Work to do :: Reproduce the records below, switching every "benchmark card" to "evaluation sheet" and leaving everything else as it is.

[Records excerpted from a collection]
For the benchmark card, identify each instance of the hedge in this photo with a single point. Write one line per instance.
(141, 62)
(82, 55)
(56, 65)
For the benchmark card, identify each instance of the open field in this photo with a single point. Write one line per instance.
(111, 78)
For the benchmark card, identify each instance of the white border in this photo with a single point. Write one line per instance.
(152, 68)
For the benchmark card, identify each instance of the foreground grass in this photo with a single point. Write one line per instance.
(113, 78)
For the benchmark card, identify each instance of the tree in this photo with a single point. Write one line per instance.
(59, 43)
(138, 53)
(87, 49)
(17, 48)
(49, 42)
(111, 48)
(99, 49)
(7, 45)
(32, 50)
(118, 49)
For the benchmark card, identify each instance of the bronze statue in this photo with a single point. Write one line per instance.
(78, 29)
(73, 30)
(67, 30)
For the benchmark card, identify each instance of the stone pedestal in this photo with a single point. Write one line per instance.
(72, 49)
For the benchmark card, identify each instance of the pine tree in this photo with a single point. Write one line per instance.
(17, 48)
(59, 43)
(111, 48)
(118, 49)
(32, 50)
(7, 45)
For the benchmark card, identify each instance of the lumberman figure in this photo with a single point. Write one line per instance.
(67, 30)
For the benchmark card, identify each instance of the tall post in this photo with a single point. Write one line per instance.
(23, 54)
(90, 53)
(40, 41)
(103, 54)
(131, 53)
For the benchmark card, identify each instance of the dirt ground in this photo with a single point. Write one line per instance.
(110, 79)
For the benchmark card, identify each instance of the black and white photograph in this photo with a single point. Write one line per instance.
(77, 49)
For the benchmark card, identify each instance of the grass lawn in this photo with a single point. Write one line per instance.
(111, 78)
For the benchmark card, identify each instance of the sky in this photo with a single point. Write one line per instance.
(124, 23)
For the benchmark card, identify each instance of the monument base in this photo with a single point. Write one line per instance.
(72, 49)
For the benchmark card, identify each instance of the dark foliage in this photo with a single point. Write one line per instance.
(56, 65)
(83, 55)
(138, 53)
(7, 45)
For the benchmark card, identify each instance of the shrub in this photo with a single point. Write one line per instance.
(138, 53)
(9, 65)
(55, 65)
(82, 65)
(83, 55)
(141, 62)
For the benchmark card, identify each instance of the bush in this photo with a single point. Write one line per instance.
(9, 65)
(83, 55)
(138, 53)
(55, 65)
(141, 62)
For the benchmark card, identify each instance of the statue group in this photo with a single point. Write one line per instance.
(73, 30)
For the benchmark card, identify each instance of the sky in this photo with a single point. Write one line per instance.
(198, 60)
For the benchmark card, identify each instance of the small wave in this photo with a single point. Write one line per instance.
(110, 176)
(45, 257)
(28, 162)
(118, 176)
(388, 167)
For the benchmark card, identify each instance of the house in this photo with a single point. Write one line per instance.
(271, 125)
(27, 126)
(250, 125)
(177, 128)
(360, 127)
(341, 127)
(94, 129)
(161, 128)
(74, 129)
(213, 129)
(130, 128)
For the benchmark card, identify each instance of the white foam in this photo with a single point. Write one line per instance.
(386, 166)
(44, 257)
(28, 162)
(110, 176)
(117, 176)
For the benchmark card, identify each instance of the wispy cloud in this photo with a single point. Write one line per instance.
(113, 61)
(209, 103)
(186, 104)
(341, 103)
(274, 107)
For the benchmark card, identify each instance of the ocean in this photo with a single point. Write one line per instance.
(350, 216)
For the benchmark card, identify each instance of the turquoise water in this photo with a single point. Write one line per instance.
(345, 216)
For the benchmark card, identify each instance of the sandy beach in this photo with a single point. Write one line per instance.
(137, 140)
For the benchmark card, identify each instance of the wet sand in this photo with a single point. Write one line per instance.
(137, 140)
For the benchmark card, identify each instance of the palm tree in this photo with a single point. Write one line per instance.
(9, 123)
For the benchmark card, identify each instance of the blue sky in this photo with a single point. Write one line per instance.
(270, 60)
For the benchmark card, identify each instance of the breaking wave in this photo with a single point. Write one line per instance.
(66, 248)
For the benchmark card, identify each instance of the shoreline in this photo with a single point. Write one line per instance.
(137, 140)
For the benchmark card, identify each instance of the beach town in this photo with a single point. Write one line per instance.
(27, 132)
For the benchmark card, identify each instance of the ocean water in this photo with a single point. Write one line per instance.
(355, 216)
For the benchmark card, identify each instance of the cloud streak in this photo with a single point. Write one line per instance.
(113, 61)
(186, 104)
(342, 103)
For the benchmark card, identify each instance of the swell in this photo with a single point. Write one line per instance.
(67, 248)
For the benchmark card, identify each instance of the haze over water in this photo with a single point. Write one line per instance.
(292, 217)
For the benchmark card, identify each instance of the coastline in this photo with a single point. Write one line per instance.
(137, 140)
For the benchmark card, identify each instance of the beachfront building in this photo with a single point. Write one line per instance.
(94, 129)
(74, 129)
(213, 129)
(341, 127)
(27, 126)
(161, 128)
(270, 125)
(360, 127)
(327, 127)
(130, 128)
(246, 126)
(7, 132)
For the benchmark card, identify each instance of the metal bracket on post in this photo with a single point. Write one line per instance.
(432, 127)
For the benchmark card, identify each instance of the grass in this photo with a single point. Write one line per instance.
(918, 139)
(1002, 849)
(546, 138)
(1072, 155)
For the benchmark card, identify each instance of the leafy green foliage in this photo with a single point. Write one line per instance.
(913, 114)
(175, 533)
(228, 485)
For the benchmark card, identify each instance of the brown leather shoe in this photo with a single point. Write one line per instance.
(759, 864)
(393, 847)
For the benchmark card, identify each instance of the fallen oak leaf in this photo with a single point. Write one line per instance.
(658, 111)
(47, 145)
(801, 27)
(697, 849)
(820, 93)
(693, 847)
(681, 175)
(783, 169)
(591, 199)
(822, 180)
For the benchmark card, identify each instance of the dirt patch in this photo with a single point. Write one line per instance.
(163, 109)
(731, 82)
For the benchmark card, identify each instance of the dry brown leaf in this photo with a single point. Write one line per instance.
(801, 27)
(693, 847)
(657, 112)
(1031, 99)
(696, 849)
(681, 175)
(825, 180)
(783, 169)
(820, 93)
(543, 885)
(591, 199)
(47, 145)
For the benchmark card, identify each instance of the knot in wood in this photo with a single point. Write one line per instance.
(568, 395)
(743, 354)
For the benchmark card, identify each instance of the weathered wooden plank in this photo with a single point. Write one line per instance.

Finished answer ::
For the evaluation sheet, identify each instance of the hedge in this photo with a single point. Write one line per instance.
(141, 62)
(82, 55)
(56, 65)
For the evaluation sheet, identify each instance of the open field in this photo with a single point. Write one line per instance.
(111, 78)
For the evaluation sheet, identify each instance of the white border in this photo with a single point. Write one line per instance.
(152, 68)
For the evaluation sheet, identify each instance of the foreground grass in this photo with a single point. Write one line per instance.
(113, 78)
For the evaluation sheet, identify each instance of the tree in this photo with a single point. Write one line per instance.
(59, 43)
(138, 53)
(87, 49)
(17, 48)
(49, 42)
(111, 48)
(99, 49)
(7, 45)
(32, 50)
(118, 49)
For the evaluation sheet, identify each instance of the bronze statue in this photo with a single point. Write one line per instance.
(78, 29)
(73, 30)
(67, 30)
For the evaluation sheet, identify each instance of the stone pedestal in this photo with a single point. Write one line per instance.
(72, 49)
For the evaluation sheet, identify each instance of the pine tree in this photo with a single point. Write one line per instance.
(17, 48)
(59, 43)
(111, 48)
(118, 49)
(32, 50)
(7, 45)
For the evaluation sheet, identify each instance of the lumberman figure in this photo with a single point. Write one line per instance.
(67, 30)
For the evaluation sheet, identify each instance of the tall post in this photo with a single point. Write one line per instance.
(23, 54)
(90, 53)
(40, 41)
(103, 54)
(131, 53)
For the evaluation sheet, identify each instance of the dirt ground in this photo with a single point. Write one line per instance.
(110, 79)
For the evaluation sheet, identify each instance of the black and white photograph in this photo with a single point. Write one line per instance.
(77, 49)
For the evaluation sheet, identify each instance of the grass lawn in this photo with a single point. Write one line per instance.
(111, 78)
For the evaluation sheet, identify each instance of the sky in this photo with a single point. Write one line per instance.
(124, 23)
For the evaluation sheet, identify each instance of the monument base in this photo with a single point. Write one line per instance.
(72, 49)
For the evaluation sheet, identify each instance of the dark foliage in this photo with a single point. Write one line per instance.
(56, 65)
(83, 55)
(138, 53)
(7, 45)
For the evaluation sheet, identify each instance of the shrub in this photo with a single point. Write one line per instance.
(138, 53)
(9, 65)
(55, 65)
(82, 65)
(83, 55)
(141, 62)
For the evaluation sheet, identify each instance of the bush in this photo with a single point. Write one line per instance.
(9, 65)
(83, 55)
(138, 53)
(55, 65)
(141, 62)
For the evaluation sheet, identify each instance of the statue group in this photo with a single point. Write one line per instance.
(73, 30)
For the evaluation sheet, identify each instance of the sky in this photo with a single point. Write one line per instance.
(198, 60)
For the evaluation sheet, identify each instance of the small wave in this photo with a single point. Write one line per instance.
(110, 176)
(45, 257)
(28, 162)
(118, 176)
(388, 167)
For the evaluation sheet, identify each instance of the house in this photo with a single point. Write one line per instance.
(271, 125)
(27, 126)
(250, 125)
(177, 128)
(360, 127)
(341, 127)
(94, 129)
(161, 128)
(74, 129)
(213, 129)
(130, 128)
For the evaluation sheet, identify each instance of the white foam in this photo with a single point. Write one line per instance.
(386, 166)
(44, 257)
(28, 162)
(110, 176)
(117, 176)
For the evaluation sheet, identify each instance of the wispy cloud in this photo with a single point. Write one line per instance.
(113, 61)
(209, 103)
(186, 104)
(341, 103)
(274, 107)
For the evaluation sheet, identify each instance of the ocean in this photo with a single point. Write one line per instance.
(350, 216)
For the evaluation sheet, identify each instance of the turquoise water in this photo with a single point. Write one line per instance.
(345, 216)
For the evaluation sheet, identify each instance of the sandy beach in this photo with a single point. Write one line per instance.
(137, 140)
For the evaluation sheet, identify each instance of the wet sand in this photo with a single point. Write one line per instance.
(137, 140)
For the evaluation sheet, identify each instance of the palm tree in this photo with a single point. Write one line per instance.
(9, 123)
For the evaluation sheet, identify each instance of the blue sky in this photo with a single point. Write one line per instance.
(270, 60)
For the evaluation sheet, identify each instance of the breaking wave in this photo with a single point. Write one line per instance.
(66, 248)
For the evaluation sheet, identify each instance of the shoreline in this photo with a single point. Write one line per instance.
(137, 140)
For the evaluation sheet, identify each instance of the beach town in this photo with a single point. Write one line per instance.
(27, 132)
For the evaluation sheet, identify each instance of the ocean water in this photo with a single point. Write one line per instance.
(355, 216)
For the evaluation sheet, identify each instance of the cloud streak in this photo with a single point. Write one line per instance.
(113, 61)
(186, 104)
(342, 103)
For the evaluation sheet, identify each instance of the swell in this photo with a single point. Write one line per instance.
(67, 248)
For the evaluation sheet, identify each instance of the haze over water in this photo with a single point. Write one line per instance.
(292, 217)
For the evaluation sheet, identify each instance of the coastline in this photo with a single point. Write one line per instance.
(137, 140)
For the evaluation sheet, identify each instance of the beachfront building in this photo with a single point. Write one line per instance.
(94, 129)
(74, 129)
(213, 129)
(341, 127)
(27, 126)
(161, 128)
(270, 125)
(360, 127)
(327, 127)
(130, 128)
(246, 126)
(7, 132)
For the evaluation sheet, identify each instance of the metal bracket on post in this photo with a single point. Write one line per instance.
(432, 127)
For the evaluation sheet, identify each instance of the grass in this photo with a single point. Write one line per instance.
(918, 139)
(1002, 849)
(546, 138)
(1072, 155)
For the evaluation sheet, identify each instance of the leafy green foliage in this photo with a single point. Write one line per instance.
(913, 114)
(175, 533)
(228, 485)
For the evaluation sheet, identify each instance of the brown leather shoe in this photo with a single point. Write one line per instance.
(759, 864)
(393, 847)
For the evaluation sheet, identify each instance of the fallen oak leaf in this photo with a single point. Write one line per instance.
(658, 111)
(47, 145)
(801, 27)
(697, 849)
(820, 93)
(693, 847)
(681, 175)
(783, 169)
(591, 199)
(822, 180)
For the evaluation sheet, identify each instance of the dirt patch in this photo with a single point. Write one line per instance.
(163, 109)
(731, 82)
For the evaluation sheet, identify each instance of the dry brown leaf in this photo with a single point. Write one line per instance.
(801, 27)
(693, 847)
(657, 112)
(1031, 99)
(696, 849)
(681, 175)
(825, 180)
(783, 169)
(820, 93)
(543, 885)
(591, 199)
(47, 145)
For the evaluation sheet, identify each instance of the knot in wood in this photo with a single point. Write one line per instance.
(568, 395)
(743, 354)
For the evaluation sheet, identify each instance of the weathered wooden plank in this photo with a single point. Write one line per instance.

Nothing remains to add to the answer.